=== What you are asked to do ===
Quote each of the rows below word for word, leaving out the pictures.

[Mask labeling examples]
◆ ◆ ◆

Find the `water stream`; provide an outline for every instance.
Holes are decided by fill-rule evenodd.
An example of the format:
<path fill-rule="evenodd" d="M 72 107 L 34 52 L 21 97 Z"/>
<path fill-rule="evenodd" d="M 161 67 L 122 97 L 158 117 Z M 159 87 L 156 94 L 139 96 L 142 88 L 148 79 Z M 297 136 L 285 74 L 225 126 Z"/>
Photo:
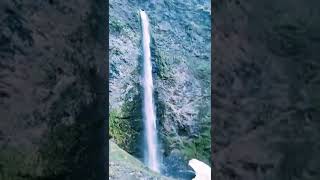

◆ ◆ ◆

=== Solution to the exercise ===
Find the `water stream`; provide an outline for every instance.
Holes are decided by fill-rule evenodd.
An example of the format:
<path fill-rule="evenodd" d="M 72 107 L 34 52 L 21 97 Z"/>
<path fill-rule="evenodd" d="M 161 67 L 122 97 L 158 117 Z M 159 87 L 156 94 L 139 96 L 142 88 L 148 79 Z M 297 136 L 285 74 L 225 126 Z"/>
Photo:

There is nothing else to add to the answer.